• **Exercise prompt**
Transcribe the material in full, exactly as written.

Lines of data:
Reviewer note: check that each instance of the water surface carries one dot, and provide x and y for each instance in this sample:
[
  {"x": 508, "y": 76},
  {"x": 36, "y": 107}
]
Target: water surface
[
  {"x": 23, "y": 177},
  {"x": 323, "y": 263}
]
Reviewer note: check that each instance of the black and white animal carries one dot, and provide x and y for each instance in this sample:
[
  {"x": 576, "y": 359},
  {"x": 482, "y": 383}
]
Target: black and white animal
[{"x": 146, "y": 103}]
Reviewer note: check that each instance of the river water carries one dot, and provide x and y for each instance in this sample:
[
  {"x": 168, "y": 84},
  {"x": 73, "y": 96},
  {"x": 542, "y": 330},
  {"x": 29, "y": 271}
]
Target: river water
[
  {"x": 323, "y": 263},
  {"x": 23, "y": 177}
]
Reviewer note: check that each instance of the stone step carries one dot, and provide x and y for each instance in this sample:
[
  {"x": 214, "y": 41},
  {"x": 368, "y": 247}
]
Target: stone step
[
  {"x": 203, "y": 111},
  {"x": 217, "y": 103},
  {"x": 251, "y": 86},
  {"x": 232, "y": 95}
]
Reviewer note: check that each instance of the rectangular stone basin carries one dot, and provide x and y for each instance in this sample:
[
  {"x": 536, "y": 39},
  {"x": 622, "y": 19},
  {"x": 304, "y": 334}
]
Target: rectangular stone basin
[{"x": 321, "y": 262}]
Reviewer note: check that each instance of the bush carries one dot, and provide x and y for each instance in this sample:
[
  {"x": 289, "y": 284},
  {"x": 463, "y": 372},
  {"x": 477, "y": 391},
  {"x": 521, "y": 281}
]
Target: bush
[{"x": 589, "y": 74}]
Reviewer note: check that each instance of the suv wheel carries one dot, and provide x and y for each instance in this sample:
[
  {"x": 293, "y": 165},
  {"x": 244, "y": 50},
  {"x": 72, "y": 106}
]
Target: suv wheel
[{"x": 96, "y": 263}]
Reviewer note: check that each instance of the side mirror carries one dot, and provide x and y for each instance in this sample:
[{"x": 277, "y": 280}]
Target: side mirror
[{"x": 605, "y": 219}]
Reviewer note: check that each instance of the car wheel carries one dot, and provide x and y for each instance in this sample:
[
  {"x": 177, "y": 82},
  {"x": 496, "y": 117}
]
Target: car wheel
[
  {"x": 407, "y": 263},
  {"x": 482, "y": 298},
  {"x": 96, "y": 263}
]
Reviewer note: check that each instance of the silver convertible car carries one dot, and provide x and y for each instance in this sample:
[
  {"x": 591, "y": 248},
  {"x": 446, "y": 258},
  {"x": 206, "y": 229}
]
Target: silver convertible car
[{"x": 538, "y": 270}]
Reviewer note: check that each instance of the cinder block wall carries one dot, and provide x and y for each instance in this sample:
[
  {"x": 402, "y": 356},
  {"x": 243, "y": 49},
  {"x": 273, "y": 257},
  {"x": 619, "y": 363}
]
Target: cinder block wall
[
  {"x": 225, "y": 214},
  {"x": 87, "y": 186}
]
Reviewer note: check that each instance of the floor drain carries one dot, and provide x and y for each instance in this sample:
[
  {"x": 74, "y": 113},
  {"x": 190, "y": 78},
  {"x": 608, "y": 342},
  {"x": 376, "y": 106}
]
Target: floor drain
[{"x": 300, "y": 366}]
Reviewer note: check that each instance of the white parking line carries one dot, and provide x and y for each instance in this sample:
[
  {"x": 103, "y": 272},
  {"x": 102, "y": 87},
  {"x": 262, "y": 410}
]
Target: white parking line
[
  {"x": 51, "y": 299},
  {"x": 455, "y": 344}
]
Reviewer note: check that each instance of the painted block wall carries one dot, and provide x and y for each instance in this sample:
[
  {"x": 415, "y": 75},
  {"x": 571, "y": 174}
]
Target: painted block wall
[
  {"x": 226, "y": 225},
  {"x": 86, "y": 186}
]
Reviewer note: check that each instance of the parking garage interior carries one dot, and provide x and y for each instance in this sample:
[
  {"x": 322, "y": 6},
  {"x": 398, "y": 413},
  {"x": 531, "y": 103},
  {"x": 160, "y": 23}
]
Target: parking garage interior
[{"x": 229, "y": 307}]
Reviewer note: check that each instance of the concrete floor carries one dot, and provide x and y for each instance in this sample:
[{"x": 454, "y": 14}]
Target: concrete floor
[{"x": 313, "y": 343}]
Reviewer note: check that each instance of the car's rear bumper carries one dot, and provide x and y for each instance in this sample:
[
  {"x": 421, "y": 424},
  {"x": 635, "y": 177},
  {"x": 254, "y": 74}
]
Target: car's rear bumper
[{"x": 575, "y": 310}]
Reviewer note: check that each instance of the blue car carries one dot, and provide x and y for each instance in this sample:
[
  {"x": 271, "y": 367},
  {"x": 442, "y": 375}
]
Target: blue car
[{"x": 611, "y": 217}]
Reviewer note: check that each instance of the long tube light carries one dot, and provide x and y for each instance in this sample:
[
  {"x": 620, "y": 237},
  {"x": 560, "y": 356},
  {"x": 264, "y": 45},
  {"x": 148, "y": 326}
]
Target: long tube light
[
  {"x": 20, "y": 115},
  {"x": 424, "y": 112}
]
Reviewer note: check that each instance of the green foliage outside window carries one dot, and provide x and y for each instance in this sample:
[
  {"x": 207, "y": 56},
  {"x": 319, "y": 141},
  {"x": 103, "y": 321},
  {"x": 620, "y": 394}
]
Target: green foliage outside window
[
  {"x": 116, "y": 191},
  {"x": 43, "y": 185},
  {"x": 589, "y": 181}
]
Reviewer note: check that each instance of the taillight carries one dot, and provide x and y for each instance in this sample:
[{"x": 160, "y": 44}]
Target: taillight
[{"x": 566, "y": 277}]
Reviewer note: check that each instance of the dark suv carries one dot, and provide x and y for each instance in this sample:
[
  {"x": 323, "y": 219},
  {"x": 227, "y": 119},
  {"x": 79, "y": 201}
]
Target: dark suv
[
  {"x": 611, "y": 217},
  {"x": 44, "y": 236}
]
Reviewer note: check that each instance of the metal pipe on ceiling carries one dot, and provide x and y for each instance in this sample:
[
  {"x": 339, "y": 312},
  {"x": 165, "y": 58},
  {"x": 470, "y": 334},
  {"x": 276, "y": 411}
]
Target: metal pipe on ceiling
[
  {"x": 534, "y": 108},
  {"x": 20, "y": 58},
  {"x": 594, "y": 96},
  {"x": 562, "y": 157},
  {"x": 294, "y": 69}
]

• **Correct response**
Reviewer note: check that each instance of the water surface carries one dot, and provide x and y for each instance in this sample:
[
  {"x": 508, "y": 76},
  {"x": 36, "y": 107}
]
Target: water surface
[
  {"x": 23, "y": 177},
  {"x": 323, "y": 263}
]
Reviewer note: check that each instance of the black and white animal carries one dot, and provide x and y for each instance in this sample:
[
  {"x": 576, "y": 359},
  {"x": 482, "y": 383}
]
Target: black and white animal
[{"x": 146, "y": 103}]
Reviewer note: check that each instance of the river water carries one dot, and provide x and y for each instance in this sample:
[
  {"x": 168, "y": 84},
  {"x": 73, "y": 96},
  {"x": 542, "y": 330},
  {"x": 29, "y": 271}
]
Target: river water
[
  {"x": 323, "y": 263},
  {"x": 23, "y": 177}
]
Reviewer note: check that each instance of the stone step carries one dot, and provide x and y for each instance in this sample:
[
  {"x": 214, "y": 41},
  {"x": 368, "y": 247}
]
Target: stone step
[
  {"x": 203, "y": 111},
  {"x": 217, "y": 103},
  {"x": 251, "y": 86},
  {"x": 232, "y": 95}
]
Reviewer note: check that each instance of the rectangular stone basin carries one dot, and provide x and y for each instance in this sample:
[
  {"x": 536, "y": 39},
  {"x": 622, "y": 19},
  {"x": 304, "y": 334}
]
Target: rectangular stone basin
[{"x": 321, "y": 262}]
Reviewer note: check that each instance of the bush carries one dot, and provide x and y for each instance in this sample:
[
  {"x": 289, "y": 284},
  {"x": 463, "y": 372},
  {"x": 477, "y": 391},
  {"x": 521, "y": 281}
]
Target: bush
[{"x": 589, "y": 74}]
Reviewer note: check that each instance of the suv wheel carries one dot, and provide x and y for each instance in this sample:
[
  {"x": 293, "y": 165},
  {"x": 244, "y": 50},
  {"x": 72, "y": 106}
]
Target: suv wheel
[{"x": 96, "y": 263}]
Reviewer note: check that each instance of the side mirror carries one dot, and provide x and y for each instance in this sample:
[{"x": 277, "y": 280}]
Target: side mirror
[{"x": 605, "y": 219}]
Reviewer note: check that each instance of the car wheel carries one dot, and provide x and y for each instance in this sample:
[
  {"x": 177, "y": 82},
  {"x": 496, "y": 117}
]
Target: car wheel
[
  {"x": 407, "y": 263},
  {"x": 482, "y": 298},
  {"x": 96, "y": 263}
]
Reviewer note: check that each instance of the silver convertible car carries one dot, and provide x and y for each instance in this sample:
[
  {"x": 591, "y": 248},
  {"x": 446, "y": 258},
  {"x": 206, "y": 229}
]
Target: silver convertible car
[{"x": 538, "y": 270}]
Reviewer note: check that each instance of the cinder block wall carries one dot, and provide x and y for each instance in this sample:
[
  {"x": 402, "y": 356},
  {"x": 243, "y": 49},
  {"x": 273, "y": 257},
  {"x": 619, "y": 363}
]
Target: cinder block wall
[
  {"x": 225, "y": 214},
  {"x": 87, "y": 186}
]
Reviewer note: check that each instance of the floor drain carries one dot, and provide x and y for each instance in this sample:
[
  {"x": 74, "y": 113},
  {"x": 190, "y": 78},
  {"x": 608, "y": 342},
  {"x": 376, "y": 106}
]
Target: floor drain
[{"x": 300, "y": 366}]
Reviewer note: check that each instance of the white parking line carries one dot, and provide x and y for each instance in this sample:
[
  {"x": 103, "y": 272},
  {"x": 102, "y": 87},
  {"x": 262, "y": 410}
]
Target: white parking line
[
  {"x": 51, "y": 299},
  {"x": 455, "y": 344}
]
Reviewer note: check that each instance of the painted block wall carries one dot, and provide x and y for each instance in this sample:
[
  {"x": 415, "y": 75},
  {"x": 571, "y": 174}
]
Target: painted block wall
[
  {"x": 226, "y": 225},
  {"x": 86, "y": 186}
]
Reviewer note: check that each instance of the parking garage interior carries one dot, and provide x and y for each instance in this sample:
[
  {"x": 322, "y": 6},
  {"x": 398, "y": 413},
  {"x": 531, "y": 103},
  {"x": 160, "y": 23}
]
Target: parking garage interior
[{"x": 229, "y": 307}]
Reviewer note: check that each instance of the concrete floor carries one dot, and provide x and y for each instance in this sample:
[{"x": 454, "y": 14}]
Target: concrete floor
[{"x": 313, "y": 343}]
Reviewer note: check that each instance of the car's rear bumper carries one dot, and provide x and y for each instance in this sample:
[
  {"x": 421, "y": 424},
  {"x": 635, "y": 177},
  {"x": 254, "y": 74}
]
Target: car's rear bumper
[{"x": 575, "y": 310}]
Reviewer note: check that each instance of the blue car carries one dot, and provide x and y for each instance in this sample:
[
  {"x": 271, "y": 367},
  {"x": 442, "y": 375}
]
Target: blue car
[{"x": 611, "y": 217}]
Reviewer note: check that each instance of the long tube light carries one dot, and provide x and y for each instance in this sample:
[
  {"x": 620, "y": 237},
  {"x": 560, "y": 356},
  {"x": 264, "y": 45},
  {"x": 148, "y": 326}
]
Target: long tube light
[
  {"x": 20, "y": 115},
  {"x": 424, "y": 112}
]
Reviewer note: check that each instance of the green foliage outside window carries one dot, and provide x and y for each instance in this sample:
[
  {"x": 207, "y": 56},
  {"x": 319, "y": 141},
  {"x": 103, "y": 321},
  {"x": 620, "y": 394}
]
Target: green foliage outside window
[
  {"x": 116, "y": 191},
  {"x": 43, "y": 185},
  {"x": 589, "y": 181}
]
Reviewer note: check that each instance of the taillight carries one dot, and provide x and y for each instance in this sample:
[{"x": 160, "y": 44}]
Target: taillight
[{"x": 566, "y": 277}]
Reviewer note: check that each instance of the dark suv carries one dot, and provide x and y for each instance in this sample:
[
  {"x": 323, "y": 219},
  {"x": 227, "y": 119},
  {"x": 79, "y": 201}
]
Target: dark suv
[
  {"x": 611, "y": 217},
  {"x": 44, "y": 236}
]
Reviewer note: check that each instance of the metal pipe on ceiling carries one dot, and provide x and y for each instance in this sample:
[
  {"x": 339, "y": 312},
  {"x": 165, "y": 58},
  {"x": 470, "y": 334},
  {"x": 276, "y": 411}
]
Target: metal pipe on ceiling
[
  {"x": 534, "y": 108},
  {"x": 20, "y": 58},
  {"x": 594, "y": 96},
  {"x": 562, "y": 157},
  {"x": 294, "y": 69}
]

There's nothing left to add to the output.